▸ **Given problem**: Offset every bounding box coordinate in the answers by -115, then write out each line of the data from its start through the line containing "[525,359,896,772]", both ends included. Leave out the pictures.

▸ **Records shown**:
※ ※ ※

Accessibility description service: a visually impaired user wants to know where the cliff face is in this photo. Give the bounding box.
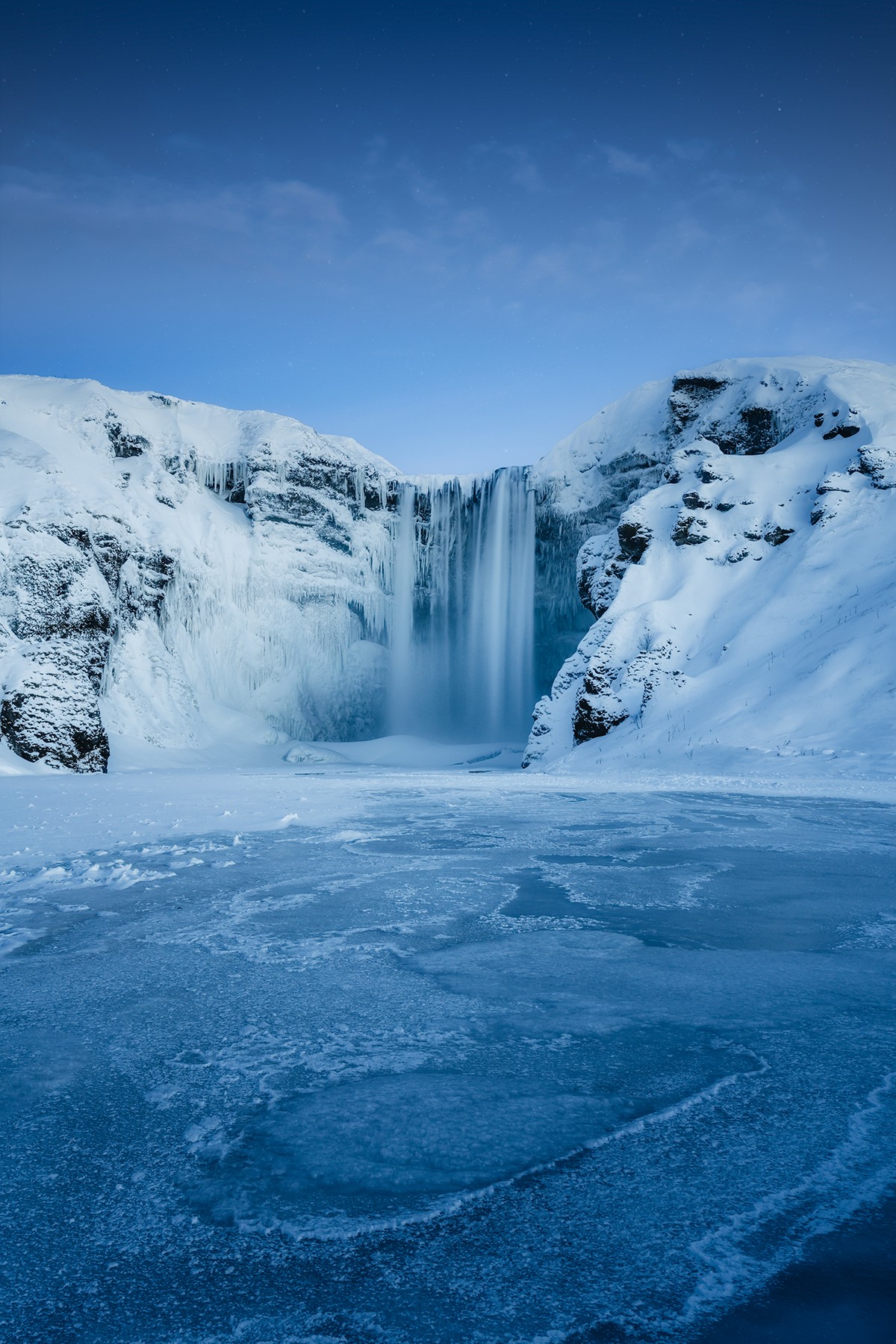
[0,378,398,770]
[0,359,896,770]
[525,359,896,766]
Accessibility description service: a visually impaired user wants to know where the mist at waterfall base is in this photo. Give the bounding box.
[387,468,535,742]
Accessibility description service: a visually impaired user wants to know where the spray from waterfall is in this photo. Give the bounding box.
[388,468,535,740]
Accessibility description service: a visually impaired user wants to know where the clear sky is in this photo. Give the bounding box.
[1,0,896,471]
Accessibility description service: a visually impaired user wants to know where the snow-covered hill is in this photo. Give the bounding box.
[0,359,896,770]
[526,359,896,772]
[0,378,398,769]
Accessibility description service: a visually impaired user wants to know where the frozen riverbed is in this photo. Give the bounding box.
[0,767,896,1344]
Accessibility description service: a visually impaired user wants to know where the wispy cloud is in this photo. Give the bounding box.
[0,168,345,237]
[473,140,547,195]
[600,145,654,179]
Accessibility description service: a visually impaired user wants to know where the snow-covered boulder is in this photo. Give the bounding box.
[0,378,399,770]
[525,359,896,766]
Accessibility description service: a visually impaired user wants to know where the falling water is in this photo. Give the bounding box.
[388,468,535,740]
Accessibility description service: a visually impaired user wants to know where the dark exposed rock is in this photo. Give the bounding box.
[850,444,896,491]
[105,411,149,457]
[706,406,783,457]
[0,677,109,774]
[617,518,652,565]
[572,663,629,743]
[672,513,706,545]
[669,374,728,434]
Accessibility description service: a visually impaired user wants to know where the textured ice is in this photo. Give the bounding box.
[0,765,896,1344]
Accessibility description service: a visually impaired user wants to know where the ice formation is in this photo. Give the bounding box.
[0,378,573,770]
[0,359,896,770]
[525,359,896,772]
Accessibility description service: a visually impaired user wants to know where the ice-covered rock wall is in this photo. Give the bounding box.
[0,359,896,770]
[388,468,535,740]
[0,378,561,770]
[525,359,896,766]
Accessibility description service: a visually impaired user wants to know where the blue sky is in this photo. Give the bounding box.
[1,0,896,471]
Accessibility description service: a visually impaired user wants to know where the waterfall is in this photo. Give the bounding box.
[388,468,535,740]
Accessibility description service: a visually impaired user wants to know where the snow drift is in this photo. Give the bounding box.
[525,359,896,767]
[0,359,896,770]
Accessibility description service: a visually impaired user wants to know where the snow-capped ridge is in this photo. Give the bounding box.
[525,359,896,767]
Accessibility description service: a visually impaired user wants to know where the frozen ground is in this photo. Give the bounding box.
[0,763,896,1344]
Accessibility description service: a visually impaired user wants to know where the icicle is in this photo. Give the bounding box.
[388,468,535,740]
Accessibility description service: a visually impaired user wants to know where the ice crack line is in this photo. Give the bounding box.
[684,1071,896,1324]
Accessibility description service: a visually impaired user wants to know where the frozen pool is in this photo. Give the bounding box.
[0,772,896,1344]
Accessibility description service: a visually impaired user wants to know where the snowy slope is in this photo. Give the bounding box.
[526,359,896,772]
[0,359,896,777]
[0,378,398,769]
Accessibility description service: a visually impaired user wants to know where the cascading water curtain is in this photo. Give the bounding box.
[388,468,535,742]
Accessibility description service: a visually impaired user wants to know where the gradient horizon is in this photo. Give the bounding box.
[0,0,896,471]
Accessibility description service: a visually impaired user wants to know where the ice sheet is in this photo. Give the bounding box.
[0,766,896,1344]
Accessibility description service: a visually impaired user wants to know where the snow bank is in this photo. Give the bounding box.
[526,359,896,774]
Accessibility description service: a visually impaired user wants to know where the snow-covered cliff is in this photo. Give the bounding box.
[0,359,896,770]
[0,378,582,770]
[525,359,896,767]
[0,378,408,769]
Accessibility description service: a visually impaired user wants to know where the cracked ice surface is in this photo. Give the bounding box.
[0,770,896,1344]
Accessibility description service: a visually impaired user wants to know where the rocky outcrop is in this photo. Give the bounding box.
[524,360,896,767]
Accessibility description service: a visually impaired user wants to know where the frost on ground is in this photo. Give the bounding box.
[0,762,896,1344]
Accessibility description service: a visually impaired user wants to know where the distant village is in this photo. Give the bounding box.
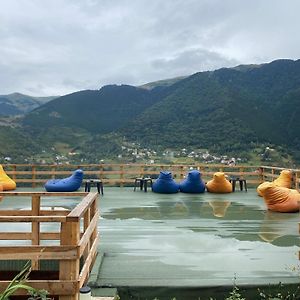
[1,142,274,166]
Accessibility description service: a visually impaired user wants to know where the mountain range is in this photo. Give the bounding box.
[0,60,300,163]
[0,93,56,116]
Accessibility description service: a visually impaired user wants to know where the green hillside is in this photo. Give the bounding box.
[0,93,56,116]
[23,85,166,134]
[0,60,300,164]
[120,60,300,157]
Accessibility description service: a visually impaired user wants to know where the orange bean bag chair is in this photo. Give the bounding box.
[256,170,293,197]
[0,165,17,191]
[261,183,300,212]
[206,172,232,193]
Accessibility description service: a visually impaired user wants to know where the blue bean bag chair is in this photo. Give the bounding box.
[179,170,205,194]
[45,169,83,192]
[152,171,179,194]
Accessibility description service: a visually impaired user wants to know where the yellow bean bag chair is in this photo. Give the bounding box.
[256,170,293,197]
[273,170,293,189]
[261,183,300,212]
[206,172,232,193]
[0,165,17,191]
[256,181,273,197]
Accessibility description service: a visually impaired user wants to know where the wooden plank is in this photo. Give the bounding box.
[0,246,78,260]
[0,280,79,296]
[79,209,91,259]
[79,234,99,287]
[0,216,67,223]
[0,191,88,200]
[0,232,60,240]
[78,211,100,256]
[59,222,80,300]
[31,195,41,270]
[0,232,31,240]
[67,193,98,222]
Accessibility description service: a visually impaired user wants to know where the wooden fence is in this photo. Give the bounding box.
[3,164,262,187]
[0,192,99,300]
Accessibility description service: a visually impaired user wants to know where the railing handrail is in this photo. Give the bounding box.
[0,192,99,300]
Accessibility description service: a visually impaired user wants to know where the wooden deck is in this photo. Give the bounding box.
[3,164,300,189]
[0,192,99,300]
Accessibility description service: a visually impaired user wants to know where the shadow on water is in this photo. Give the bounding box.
[102,195,299,247]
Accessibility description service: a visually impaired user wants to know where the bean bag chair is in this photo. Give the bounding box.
[256,181,272,197]
[256,170,292,197]
[273,170,292,189]
[45,169,83,192]
[152,171,179,194]
[179,170,205,194]
[206,172,232,194]
[261,183,300,212]
[0,165,17,191]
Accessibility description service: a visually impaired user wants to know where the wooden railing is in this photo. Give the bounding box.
[259,166,300,191]
[0,192,99,300]
[3,164,262,187]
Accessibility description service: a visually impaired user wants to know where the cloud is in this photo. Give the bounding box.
[0,0,300,95]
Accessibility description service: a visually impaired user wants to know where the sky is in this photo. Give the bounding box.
[0,0,300,96]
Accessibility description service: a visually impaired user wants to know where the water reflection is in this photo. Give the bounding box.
[208,200,231,218]
[258,211,299,246]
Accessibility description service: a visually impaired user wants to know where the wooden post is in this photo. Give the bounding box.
[120,165,124,187]
[258,167,265,183]
[51,167,55,179]
[90,196,99,243]
[12,165,17,181]
[31,195,41,270]
[83,208,91,259]
[240,167,244,179]
[293,171,299,191]
[271,168,275,181]
[137,165,145,177]
[59,222,80,300]
[99,164,103,180]
[31,165,36,188]
[180,166,184,179]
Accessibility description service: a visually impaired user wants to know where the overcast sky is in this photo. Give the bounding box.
[0,0,300,96]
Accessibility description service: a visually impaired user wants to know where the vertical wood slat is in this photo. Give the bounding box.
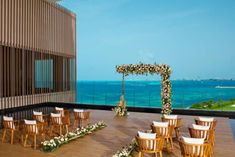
[0,0,76,56]
[0,0,76,108]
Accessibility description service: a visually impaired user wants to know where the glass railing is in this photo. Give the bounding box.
[76,80,235,111]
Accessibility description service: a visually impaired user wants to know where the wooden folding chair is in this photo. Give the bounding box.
[2,116,19,144]
[24,120,45,149]
[151,122,174,151]
[162,117,181,139]
[50,113,68,136]
[179,139,211,157]
[73,109,90,128]
[135,135,164,157]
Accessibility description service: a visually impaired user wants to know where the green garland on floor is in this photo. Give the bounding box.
[41,122,106,152]
[112,139,138,157]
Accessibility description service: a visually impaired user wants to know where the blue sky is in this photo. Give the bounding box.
[61,0,235,80]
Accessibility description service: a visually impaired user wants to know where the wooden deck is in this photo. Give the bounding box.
[0,110,235,157]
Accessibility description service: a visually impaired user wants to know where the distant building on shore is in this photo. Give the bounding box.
[0,0,76,109]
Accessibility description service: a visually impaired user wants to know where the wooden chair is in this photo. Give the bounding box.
[135,135,164,157]
[33,111,48,133]
[162,115,181,139]
[73,109,90,127]
[195,117,217,146]
[55,107,70,126]
[2,116,19,144]
[50,113,68,136]
[151,122,174,151]
[195,117,217,129]
[188,125,214,143]
[179,138,211,157]
[24,120,45,149]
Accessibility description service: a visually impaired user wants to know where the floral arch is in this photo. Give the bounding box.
[116,63,172,114]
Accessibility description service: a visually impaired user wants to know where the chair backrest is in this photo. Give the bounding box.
[3,116,15,130]
[51,113,62,125]
[55,107,65,117]
[179,139,212,157]
[195,117,217,129]
[162,115,181,127]
[24,119,38,134]
[135,135,164,152]
[33,111,44,122]
[188,124,214,142]
[151,122,174,137]
[74,109,90,120]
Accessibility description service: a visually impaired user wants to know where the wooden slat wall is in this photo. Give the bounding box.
[0,0,76,57]
[0,45,76,109]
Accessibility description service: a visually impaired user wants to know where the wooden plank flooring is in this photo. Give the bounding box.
[0,110,235,157]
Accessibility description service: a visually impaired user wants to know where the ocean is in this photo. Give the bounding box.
[76,80,235,108]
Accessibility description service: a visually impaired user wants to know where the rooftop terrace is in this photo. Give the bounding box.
[0,110,235,157]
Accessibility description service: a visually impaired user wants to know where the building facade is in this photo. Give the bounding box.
[0,0,76,109]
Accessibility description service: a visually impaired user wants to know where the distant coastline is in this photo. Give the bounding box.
[215,86,235,88]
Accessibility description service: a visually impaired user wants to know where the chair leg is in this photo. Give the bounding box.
[65,125,69,134]
[73,119,77,129]
[170,137,174,151]
[24,134,28,147]
[50,125,54,136]
[2,129,7,143]
[60,125,62,136]
[175,128,180,139]
[33,134,37,149]
[11,130,14,144]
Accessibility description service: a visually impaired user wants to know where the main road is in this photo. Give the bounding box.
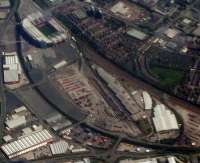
[13,0,200,158]
[0,0,20,144]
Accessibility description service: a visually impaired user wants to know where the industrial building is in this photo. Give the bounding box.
[50,140,70,155]
[142,91,153,110]
[153,104,179,132]
[22,12,67,45]
[120,156,178,163]
[5,106,27,130]
[3,52,22,84]
[0,0,10,8]
[1,129,53,158]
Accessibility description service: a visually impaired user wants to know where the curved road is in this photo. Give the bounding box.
[0,0,20,143]
[14,0,200,159]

※ ※ ※

▸ **The result**:
Accessibility description service: a visually impaired user wants to know where the cliff face is in this photo. Give the bounding box.
[-115,263,283,655]
[-115,244,781,655]
[410,244,781,651]
Accessibility description service: a visually impaired user wants to know where the mist at waterfall base is in this photo. Give the bounding box.
[272,353,420,627]
Accessibility description service: a visually impaired user wants to know where the spray from waterfall is in this photo. Give the bounding box.
[273,353,420,625]
Accessibility description service: a visually impaired user wants to know where the clear sky is in this photo. Give the bounding box.
[-114,-115,781,356]
Accessibility description service: a visually impaired user wants to know where the snow-covered hill is in this photo. Give the bounding box.
[-115,244,781,655]
[411,244,781,657]
[-115,263,283,654]
Accessibility description service: a visually impaired user wants to know where the frozen riverbed is in this photo. Give the bounding box.
[-115,652,781,1229]
Accessibility description service: a visually impaired user wants to know where the wispy cloud is in this photo. Give the bounding box.
[-115,53,230,122]
[358,25,432,80]
[485,30,539,64]
Accessibility description service: a visually impaired user wants to know where the snow-covered boulder is in this photo. Give the bounding box.
[-115,263,284,655]
[410,244,781,651]
Accessibility description service: a visually impaired user wants to know where the falling water is in this photo. Give the bounding box.
[273,353,420,625]
Accessibility description service: a visually impaired user wants to know where the dark exposed rock is in this photo. Give the bounding box.
[735,329,781,376]
[-10,296,34,342]
[591,291,668,342]
[-115,562,-6,659]
[502,403,537,450]
[457,548,514,628]
[557,398,591,430]
[554,259,613,319]
Accessibility description service: a visually impaired user wants to know where the textured ice is in this photo. Give the bounding box.
[-115,650,781,1229]
Accessibility description service: a visually impaired user wants to know where the ice formation is in this photo. Give the bounding box.
[-115,263,458,655]
[-115,244,781,655]
[410,244,781,657]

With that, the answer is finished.